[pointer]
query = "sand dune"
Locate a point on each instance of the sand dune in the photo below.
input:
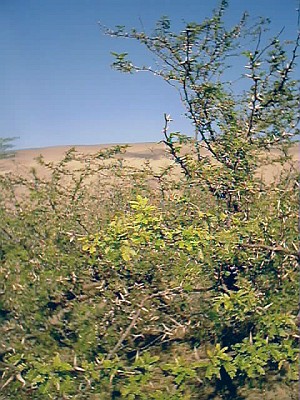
(135, 155)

**EXERCISE TASK:** Without the pictures, transcribe the listing above exactly.

**CORRECT OUTPUT:**
[pointer]
query = "sand dune"
Locate a point on each instance of the sand dune in the photo below.
input:
(135, 155)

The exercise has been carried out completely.